Text block:
▼▼▼

Taake () is a Norwegian black metal band from Bergen, formed in 1993 and originally named Thule. The band's one continuous member is Hoest, who writes all and records most of the music. He has released seven full-length albums and several EPs. The band describes itself as "True Norwegian black metal", and Hoest said that he wants to "awaken national pride and cultural nostalgia in my Norwegian listeners" as well as to remind people "that Hell is right here on Earth and that humans can be demons". All lyrics are in Hoest's native dialect and are printed in Norse runes. Taake is the old spelling of the Norwegian word tåke, meaning "fog".

History

Early demos 

In 1993, Ørjan Stedjeberg (then known as 'Ulvhedin'), formed the first version of the band Taake under the name Thule, together with drummer 'Svartulv'. Thule released two demos, Der vinterstormene raste in 1993 and Omfavnet av svarte vinger in 1994. Shortly after, the band changed its name to Taake and 'Ulvhedin' adopted the new pseudonym 'Hoest' (meaning "autumn" or "harvest"). In 1995, they released the demo Manndaudsvinter in 1995. This was followed in 1996 by a 7" EP called Koldbrann i jesu marg.

Album trilogy (1999–2005) 

Between 1999 and 2005, Taake released three full-length albums. They are a trilogy of concept albums linked by the topics of "death, Norway, and the devil in man".

The first full-length album, Nattestid ser porten vid, was released by Wounded Love Records in 1999. The album was written entirely by Hoest, but he brought in a session musician, 'Tundra', to perform bass guitar and drums. It was recorded throughout 1997 and 1998 at the Grieg Hall.

The second installment of the trilogy, Over Bjoergvin graater himmerik, was released in 2002 by Wounded Love Records. On this record, Hoest surrounded himself with a band: second guitarist 'C. Corax', bassist and pianist 'Keridwen', and drummer 'Mutt' (Gaahlskagg, Trelldom, Sigfader).

The final installment of the trilogy, Hordalands doedskvad, was released in 2005 by Dark Essence Records. It features second guitarist 'C. Corax', bassist 'Lava' and drummer 'Mord'. It also features several guest vocalists, including 'Nattefrost' (Carpathian Forest), 'Nordavind' (Carpathian Forest) and 'Taipan' (Orcustus).

Brief hiatus and regrouping (2005–present) 

Over the following three years, Taake released four short EPs and played a few festivals (most notably the Hole in the Sky Festival in Norway, with Ivar Bjørnson of Enslaved on guitar), but according to Hoest, Taake was "on ice for a while".

Before the 2006–2007 European tour, Taake revamped their official homepage. Following the infamous March 2007 show in Essen, the band were removed from several festivals and received much backlash. At the same time, Lava, who had been bass guitarist since 2002, left the band.

▲▲▲

Stated exercise 1:
Answer these questions using the Taake text:
(a) What does the word "Taake" mean?
(b) Which record label released Nattestid ser porten vid?
(c) Which band member left at the time of the backlash after the March 2007 show in Essen?
Stated exercise 2: Echo the part of the Taake text starting with "The second installment" and going on through "and 'Taipan' (Orcustus).".
The data after this point are separate material and have no connection to the Taake text.

[Pointing and labeling entries]
▼▼▼

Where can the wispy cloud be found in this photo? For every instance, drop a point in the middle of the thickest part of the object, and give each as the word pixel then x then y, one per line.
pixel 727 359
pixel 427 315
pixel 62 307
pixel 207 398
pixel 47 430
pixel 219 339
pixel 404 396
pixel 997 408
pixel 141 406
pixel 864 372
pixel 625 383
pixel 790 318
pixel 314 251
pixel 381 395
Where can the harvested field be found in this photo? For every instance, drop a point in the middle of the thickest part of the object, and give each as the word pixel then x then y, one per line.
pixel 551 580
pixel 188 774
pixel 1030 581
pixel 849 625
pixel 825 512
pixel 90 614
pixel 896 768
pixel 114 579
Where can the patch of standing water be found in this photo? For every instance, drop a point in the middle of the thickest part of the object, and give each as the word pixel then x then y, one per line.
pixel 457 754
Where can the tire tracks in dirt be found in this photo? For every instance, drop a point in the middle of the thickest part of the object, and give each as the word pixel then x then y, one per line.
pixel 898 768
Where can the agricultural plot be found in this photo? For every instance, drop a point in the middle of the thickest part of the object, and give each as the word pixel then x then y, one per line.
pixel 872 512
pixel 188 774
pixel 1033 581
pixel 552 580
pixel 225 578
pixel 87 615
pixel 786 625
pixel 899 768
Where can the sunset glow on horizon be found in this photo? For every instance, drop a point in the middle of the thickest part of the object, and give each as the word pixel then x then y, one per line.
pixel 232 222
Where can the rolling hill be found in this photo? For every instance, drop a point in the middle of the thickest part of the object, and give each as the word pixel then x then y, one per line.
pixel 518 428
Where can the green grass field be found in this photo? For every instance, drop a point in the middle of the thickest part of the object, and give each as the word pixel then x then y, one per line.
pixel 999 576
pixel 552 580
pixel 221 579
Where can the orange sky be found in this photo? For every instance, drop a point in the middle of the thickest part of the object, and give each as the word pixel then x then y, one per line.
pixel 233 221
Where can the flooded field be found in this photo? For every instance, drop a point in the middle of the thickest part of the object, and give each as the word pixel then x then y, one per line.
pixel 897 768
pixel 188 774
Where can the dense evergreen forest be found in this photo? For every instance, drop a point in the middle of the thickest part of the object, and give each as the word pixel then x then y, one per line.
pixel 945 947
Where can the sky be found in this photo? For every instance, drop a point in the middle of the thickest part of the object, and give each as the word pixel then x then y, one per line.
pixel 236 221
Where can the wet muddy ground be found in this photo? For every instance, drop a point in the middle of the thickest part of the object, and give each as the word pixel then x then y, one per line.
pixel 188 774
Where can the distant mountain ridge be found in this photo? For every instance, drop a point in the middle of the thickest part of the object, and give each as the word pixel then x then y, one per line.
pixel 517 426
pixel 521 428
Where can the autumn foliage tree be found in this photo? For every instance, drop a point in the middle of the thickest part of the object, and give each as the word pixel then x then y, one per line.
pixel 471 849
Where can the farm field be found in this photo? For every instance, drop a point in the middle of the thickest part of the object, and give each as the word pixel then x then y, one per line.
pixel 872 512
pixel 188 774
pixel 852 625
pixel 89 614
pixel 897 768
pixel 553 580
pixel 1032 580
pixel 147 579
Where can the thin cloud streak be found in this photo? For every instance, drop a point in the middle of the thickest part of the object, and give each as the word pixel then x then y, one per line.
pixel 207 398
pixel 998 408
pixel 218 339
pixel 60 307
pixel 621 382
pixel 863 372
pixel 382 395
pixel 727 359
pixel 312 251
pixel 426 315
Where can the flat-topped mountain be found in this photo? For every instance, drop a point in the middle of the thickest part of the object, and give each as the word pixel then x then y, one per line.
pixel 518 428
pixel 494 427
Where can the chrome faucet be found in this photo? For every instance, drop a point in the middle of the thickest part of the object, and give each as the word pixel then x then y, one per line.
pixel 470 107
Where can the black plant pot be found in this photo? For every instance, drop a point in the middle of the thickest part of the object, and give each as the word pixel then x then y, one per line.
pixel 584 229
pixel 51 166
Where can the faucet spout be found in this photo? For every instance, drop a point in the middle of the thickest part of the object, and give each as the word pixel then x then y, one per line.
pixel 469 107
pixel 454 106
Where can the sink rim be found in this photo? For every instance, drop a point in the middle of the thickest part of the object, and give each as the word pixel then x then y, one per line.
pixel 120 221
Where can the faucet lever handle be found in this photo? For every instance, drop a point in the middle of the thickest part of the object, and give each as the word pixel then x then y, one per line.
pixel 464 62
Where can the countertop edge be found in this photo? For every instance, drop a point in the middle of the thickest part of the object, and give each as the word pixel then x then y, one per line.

▲▲▲

Correct response 1:
(a) "Fog"
(b) Wounded Love Records
(c) Lava

Correct response 2:
The second installment of the trilogy, Over Bjoergvin graater himmerik, was released in 2002 by Wounded Love Records. On this record, Hoest surrounded himself with a band: second guitarist 'C. Corax', bassist and pianist 'Keridwen', and drummer 'Mutt' (Gaahlskagg, Trelldom, Sigfader).

The final installment of the trilogy, Hordalands doedskvad, was released in 2005 by Dark Essence Records. It features second guitarist 'C. Corax', bassist 'Lava' and drummer 'Mord'. It also features several guest vocalists, including 'Nattefrost' (Carpathian Forest), 'Nordavind' (Carpathian Forest) and 'Taipan' (Orcustus).